▸ **Short task**
Select every line among the items below that contains the word "roof", and copy each such line in full.

▸ **Extracted material**

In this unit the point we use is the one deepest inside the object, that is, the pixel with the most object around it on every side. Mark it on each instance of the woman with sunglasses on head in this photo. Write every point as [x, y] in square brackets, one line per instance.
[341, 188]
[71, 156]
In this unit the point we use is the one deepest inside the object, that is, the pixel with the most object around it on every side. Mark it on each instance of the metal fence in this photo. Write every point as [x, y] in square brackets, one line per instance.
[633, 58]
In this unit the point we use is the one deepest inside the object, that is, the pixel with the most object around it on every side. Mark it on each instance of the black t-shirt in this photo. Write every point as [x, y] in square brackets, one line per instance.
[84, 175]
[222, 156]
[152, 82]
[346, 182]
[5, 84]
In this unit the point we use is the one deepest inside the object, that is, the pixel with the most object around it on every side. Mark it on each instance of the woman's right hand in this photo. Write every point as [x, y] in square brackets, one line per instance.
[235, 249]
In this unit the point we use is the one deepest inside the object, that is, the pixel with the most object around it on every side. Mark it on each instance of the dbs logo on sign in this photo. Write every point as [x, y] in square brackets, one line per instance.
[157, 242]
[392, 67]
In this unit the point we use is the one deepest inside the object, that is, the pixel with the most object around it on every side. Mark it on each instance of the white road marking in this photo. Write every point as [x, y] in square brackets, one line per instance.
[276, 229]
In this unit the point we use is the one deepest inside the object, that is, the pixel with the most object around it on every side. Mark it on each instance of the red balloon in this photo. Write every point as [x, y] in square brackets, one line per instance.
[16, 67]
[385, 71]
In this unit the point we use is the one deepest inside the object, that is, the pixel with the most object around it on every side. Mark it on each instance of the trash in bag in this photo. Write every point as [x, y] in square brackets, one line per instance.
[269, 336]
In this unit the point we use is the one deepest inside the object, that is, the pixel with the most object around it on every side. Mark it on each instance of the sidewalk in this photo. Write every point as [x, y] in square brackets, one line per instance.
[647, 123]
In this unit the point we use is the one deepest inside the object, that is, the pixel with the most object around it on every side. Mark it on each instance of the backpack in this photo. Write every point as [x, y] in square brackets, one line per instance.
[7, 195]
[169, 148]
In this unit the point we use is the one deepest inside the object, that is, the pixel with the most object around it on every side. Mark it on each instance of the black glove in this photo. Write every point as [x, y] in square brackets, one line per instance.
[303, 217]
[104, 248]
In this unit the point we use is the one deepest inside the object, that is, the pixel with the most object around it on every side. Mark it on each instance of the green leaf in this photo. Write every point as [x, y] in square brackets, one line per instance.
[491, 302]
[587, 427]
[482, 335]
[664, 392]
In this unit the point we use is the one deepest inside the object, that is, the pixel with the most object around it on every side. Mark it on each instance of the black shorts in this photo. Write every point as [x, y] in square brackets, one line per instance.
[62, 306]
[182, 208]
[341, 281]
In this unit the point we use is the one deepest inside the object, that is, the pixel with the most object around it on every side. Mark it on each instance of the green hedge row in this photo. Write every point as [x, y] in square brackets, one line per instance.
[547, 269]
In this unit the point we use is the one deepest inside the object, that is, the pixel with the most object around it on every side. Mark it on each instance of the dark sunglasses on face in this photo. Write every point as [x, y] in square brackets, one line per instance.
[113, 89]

* * *

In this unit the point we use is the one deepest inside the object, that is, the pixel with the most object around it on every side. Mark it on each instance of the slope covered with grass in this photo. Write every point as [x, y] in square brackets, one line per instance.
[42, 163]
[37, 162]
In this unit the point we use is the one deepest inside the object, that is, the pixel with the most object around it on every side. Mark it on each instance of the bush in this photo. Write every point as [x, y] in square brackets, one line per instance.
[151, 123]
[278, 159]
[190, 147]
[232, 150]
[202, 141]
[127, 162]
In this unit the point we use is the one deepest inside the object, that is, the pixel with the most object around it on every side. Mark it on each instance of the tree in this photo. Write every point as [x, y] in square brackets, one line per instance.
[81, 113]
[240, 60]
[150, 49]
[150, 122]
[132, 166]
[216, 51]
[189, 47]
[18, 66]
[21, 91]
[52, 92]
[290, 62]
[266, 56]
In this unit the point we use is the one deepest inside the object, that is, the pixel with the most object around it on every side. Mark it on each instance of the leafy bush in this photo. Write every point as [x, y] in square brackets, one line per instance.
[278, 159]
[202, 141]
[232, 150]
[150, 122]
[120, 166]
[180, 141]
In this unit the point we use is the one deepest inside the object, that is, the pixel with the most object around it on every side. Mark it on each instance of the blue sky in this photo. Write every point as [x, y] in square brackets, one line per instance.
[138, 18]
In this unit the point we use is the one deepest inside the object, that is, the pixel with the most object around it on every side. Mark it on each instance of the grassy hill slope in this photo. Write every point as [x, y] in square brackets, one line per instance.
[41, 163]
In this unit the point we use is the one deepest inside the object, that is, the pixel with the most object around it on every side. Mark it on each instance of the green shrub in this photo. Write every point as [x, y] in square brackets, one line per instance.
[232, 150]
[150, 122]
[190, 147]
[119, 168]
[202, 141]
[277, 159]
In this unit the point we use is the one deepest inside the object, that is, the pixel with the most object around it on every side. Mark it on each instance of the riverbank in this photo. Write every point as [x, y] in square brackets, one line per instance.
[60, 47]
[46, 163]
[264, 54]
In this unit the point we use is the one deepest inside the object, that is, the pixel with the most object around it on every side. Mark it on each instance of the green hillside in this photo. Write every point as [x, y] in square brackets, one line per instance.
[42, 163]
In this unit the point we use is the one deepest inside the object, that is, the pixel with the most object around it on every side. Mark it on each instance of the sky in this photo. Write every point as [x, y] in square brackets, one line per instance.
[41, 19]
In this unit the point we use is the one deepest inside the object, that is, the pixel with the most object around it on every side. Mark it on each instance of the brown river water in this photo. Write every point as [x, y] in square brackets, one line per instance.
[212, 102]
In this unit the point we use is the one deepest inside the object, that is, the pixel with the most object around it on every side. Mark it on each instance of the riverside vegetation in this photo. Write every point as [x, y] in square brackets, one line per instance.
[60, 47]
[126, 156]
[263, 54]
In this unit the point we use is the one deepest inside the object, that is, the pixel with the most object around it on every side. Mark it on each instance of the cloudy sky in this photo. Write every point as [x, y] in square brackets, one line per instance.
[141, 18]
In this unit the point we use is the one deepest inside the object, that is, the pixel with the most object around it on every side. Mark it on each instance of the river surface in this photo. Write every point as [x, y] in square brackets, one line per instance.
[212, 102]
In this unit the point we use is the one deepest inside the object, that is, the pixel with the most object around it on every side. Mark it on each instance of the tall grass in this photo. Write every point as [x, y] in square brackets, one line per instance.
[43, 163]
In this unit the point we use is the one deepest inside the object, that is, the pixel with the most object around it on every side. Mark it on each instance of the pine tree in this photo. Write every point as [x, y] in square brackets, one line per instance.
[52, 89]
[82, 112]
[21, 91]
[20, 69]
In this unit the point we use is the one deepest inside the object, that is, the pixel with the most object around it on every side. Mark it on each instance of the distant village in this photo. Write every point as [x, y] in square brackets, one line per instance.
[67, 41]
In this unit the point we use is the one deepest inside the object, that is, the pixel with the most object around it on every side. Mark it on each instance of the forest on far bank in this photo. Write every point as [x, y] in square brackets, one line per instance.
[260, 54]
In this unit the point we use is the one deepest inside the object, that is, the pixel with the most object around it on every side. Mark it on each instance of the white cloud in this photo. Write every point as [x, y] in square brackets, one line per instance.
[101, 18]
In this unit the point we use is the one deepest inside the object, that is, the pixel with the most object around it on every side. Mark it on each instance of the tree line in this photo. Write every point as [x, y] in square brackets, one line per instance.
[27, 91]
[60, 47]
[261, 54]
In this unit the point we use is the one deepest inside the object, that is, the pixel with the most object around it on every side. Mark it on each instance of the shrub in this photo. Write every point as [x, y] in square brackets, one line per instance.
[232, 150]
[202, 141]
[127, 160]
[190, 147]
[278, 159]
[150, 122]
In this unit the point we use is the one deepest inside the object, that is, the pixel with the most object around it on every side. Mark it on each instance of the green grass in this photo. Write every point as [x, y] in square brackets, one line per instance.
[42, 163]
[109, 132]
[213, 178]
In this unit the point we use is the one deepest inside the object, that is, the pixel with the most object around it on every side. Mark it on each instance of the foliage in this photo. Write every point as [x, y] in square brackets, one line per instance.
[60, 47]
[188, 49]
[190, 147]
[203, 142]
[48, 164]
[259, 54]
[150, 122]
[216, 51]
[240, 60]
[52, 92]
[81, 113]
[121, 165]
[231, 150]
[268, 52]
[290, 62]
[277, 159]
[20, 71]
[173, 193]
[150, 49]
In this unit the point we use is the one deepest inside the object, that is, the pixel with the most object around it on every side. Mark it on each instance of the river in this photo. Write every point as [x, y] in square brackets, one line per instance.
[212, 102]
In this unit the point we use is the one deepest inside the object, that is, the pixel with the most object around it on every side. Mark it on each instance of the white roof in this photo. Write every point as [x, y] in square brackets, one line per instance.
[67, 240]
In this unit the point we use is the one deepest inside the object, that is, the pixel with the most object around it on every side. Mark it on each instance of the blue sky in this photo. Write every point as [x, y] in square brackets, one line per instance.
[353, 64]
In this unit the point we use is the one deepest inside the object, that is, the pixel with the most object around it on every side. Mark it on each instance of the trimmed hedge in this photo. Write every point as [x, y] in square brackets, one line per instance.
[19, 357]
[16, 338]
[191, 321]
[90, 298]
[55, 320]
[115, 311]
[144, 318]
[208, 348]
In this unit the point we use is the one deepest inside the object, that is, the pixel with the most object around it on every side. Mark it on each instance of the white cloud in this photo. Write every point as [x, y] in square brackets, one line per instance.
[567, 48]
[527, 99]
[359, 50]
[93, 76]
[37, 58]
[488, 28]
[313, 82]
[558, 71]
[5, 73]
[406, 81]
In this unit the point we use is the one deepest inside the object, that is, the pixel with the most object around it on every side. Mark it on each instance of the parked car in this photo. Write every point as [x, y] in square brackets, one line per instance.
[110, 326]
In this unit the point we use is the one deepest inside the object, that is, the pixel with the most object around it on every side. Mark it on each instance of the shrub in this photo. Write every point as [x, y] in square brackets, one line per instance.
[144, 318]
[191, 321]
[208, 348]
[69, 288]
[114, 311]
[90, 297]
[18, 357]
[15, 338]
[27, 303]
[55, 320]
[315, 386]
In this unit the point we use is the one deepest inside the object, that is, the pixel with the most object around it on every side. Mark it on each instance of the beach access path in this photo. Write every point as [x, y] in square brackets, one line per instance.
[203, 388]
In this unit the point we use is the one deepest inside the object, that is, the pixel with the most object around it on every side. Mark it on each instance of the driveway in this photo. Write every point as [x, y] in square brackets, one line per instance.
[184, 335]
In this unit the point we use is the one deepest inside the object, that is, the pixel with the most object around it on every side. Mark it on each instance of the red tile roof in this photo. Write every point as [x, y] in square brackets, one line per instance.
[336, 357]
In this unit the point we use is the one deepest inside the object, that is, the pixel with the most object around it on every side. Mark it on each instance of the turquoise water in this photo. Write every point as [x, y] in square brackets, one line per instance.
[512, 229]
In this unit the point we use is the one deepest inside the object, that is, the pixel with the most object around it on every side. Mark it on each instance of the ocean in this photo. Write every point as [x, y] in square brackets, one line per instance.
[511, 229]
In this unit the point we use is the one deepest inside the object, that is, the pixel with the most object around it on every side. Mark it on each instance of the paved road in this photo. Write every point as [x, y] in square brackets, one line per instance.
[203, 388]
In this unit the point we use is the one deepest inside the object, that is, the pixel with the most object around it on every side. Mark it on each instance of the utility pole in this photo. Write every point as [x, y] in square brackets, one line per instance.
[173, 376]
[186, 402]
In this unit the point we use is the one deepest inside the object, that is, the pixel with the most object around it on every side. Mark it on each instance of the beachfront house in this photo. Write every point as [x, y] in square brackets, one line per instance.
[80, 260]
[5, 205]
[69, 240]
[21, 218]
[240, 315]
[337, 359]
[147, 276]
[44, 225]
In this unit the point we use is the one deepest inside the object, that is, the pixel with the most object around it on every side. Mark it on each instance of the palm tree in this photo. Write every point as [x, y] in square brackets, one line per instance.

▸ **The output**
In this unit the point we use is the one deepest inside the object, that is, the pixel with the most object around it on every side. Mark it on each instance of the white roof in this photo. Write every point as [x, y] in square brackets, one line per instance.
In this unit the point we use is the one deepest inside the object, that is, the pixel with the most object around it on every side. Mark it on each instance of the red tile roof in this photo. Write every point as [x, y] in square brackets, one line per instance.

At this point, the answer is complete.